- Venue: Kaknäs
- Date: 5 July 1912
- Competitors: 16 from 4 nations

Medalists
- 1st place, gold medalist(s):  / Gustaf Boivie, Eric Carlberg, Vilhelm Carlberg, Johan Hübner von Holst Sweden
- 2nd place, silver medalist(s):  / William Milne, Joseph Pepé, William Pimm, William Styles Great Britain
- 3rd place, bronze medalist(s):  / Frederick Hird, William Leushner, William McDonnell, Warren Sprout United States

= Shooting at the 1912 Summer Olympics – Men's 25 metre team small-bore rifle =

Olympic shooting event

The men's 25 metre team small-bore rifle (originally called team competition with miniature-rifle) was a shooting sports event held as part of the shooting at the 1912 Summer Olympics programme. It was the first appearance of the event, though a mixed-distance team small-bore rifle event had been held in 1908. The competition was held on Friday, 5 July 1912.

====

▸ **Short problem 1**
Reproduce the passage of the page on the 1912 Olympic team small-bore rifle event from "The men's 25" to "5 July 1912." word for word.

====

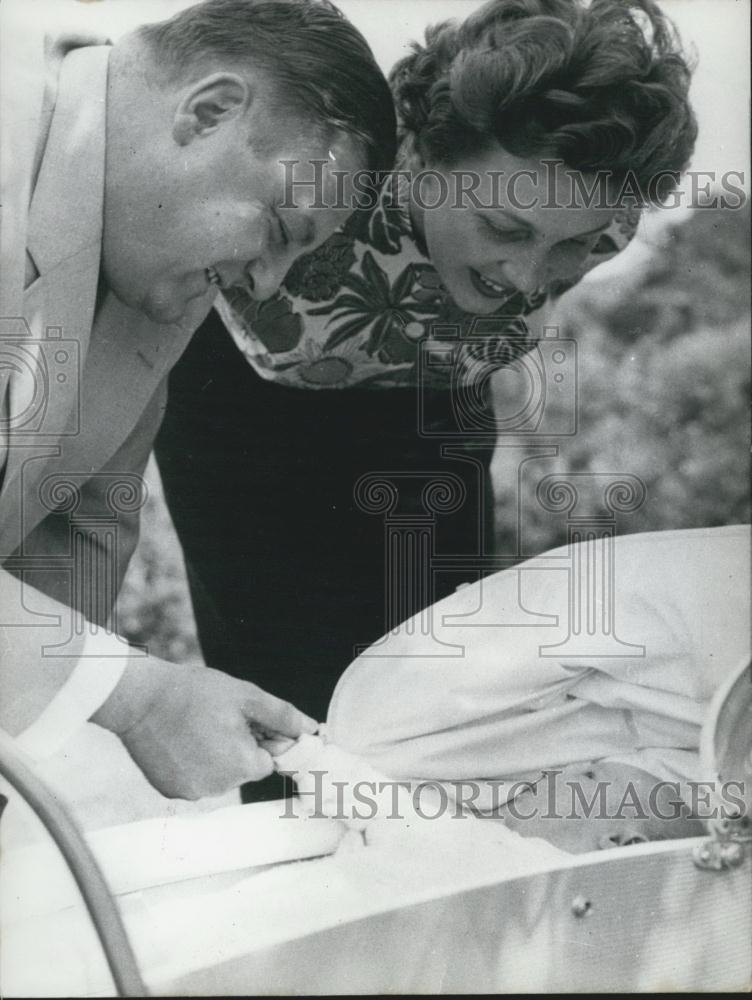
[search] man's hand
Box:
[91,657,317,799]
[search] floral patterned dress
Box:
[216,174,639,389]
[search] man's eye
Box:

====

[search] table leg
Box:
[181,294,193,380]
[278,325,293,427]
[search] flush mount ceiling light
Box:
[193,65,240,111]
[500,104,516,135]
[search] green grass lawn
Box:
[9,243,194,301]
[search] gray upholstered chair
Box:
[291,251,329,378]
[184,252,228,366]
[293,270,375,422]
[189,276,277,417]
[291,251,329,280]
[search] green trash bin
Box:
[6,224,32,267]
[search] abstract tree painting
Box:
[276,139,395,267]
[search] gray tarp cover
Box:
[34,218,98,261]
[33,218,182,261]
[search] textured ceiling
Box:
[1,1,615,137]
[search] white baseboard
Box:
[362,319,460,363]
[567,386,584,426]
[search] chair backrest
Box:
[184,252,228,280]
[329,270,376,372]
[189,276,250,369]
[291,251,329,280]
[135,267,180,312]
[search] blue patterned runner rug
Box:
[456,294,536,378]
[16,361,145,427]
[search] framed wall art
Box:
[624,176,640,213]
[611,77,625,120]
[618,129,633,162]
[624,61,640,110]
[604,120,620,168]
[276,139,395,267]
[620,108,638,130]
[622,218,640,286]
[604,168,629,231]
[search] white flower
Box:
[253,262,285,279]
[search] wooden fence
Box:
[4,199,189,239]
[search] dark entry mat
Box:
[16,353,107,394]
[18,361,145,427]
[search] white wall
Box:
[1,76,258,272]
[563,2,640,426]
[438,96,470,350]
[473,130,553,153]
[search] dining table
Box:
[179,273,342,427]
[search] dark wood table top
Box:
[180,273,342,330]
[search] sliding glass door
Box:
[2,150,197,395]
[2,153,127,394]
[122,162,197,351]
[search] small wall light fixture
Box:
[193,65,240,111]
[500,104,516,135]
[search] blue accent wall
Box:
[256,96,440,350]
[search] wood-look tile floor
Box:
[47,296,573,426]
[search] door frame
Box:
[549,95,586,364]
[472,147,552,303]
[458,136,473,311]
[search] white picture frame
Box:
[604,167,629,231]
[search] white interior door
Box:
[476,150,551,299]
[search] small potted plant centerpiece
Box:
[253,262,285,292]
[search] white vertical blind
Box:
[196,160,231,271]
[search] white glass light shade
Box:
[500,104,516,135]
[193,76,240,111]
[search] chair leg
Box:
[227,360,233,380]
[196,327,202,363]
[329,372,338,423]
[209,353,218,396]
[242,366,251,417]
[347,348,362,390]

====

▸ **Short problem 2**
Arrange the rows from the line with "[search] dark wood table top" to the line with "[347,348,362,390]" as a JSON list of strings, one string per line, skipping any blank lines.

▸ **Expected answer 1**
The men's 25 metre team small-bore rifle (originally called team competition with miniature-rifle) was a shooting sports event held as part of the shooting at the 1912 Summer Olympics programme. It was the first appearance of the event, though a mixed-distance team small-bore rifle event had been held in 1908. The competition was held on Friday, 5 July 1912.

▸ **Expected answer 2**
[
  "[search] dark wood table top",
  "Box:",
  "[180,273,342,330]",
  "[search] sliding glass door",
  "Box:",
  "[2,150,197,395]",
  "[2,153,127,394]",
  "[122,162,197,351]",
  "[search] small wall light fixture",
  "Box:",
  "[193,65,240,111]",
  "[500,104,516,135]",
  "[search] blue accent wall",
  "Box:",
  "[256,96,440,350]",
  "[search] wood-look tile floor",
  "Box:",
  "[47,296,573,426]",
  "[search] door frame",
  "Box:",
  "[549,95,586,364]",
  "[472,147,552,303]",
  "[458,136,473,311]",
  "[search] white picture frame",
  "Box:",
  "[604,167,629,231]",
  "[search] white interior door",
  "Box:",
  "[476,150,551,299]",
  "[search] small potted plant centerpiece",
  "Box:",
  "[253,262,285,292]",
  "[search] white vertical blind",
  "Box:",
  "[196,160,231,271]",
  "[search] white glass light shade",
  "Box:",
  "[500,104,516,135]",
  "[193,76,240,111]",
  "[search] chair leg",
  "Box:",
  "[227,360,233,380]",
  "[196,327,202,363]",
  "[329,372,338,423]",
  "[209,353,218,396]",
  "[242,366,251,417]",
  "[347,348,362,390]"
]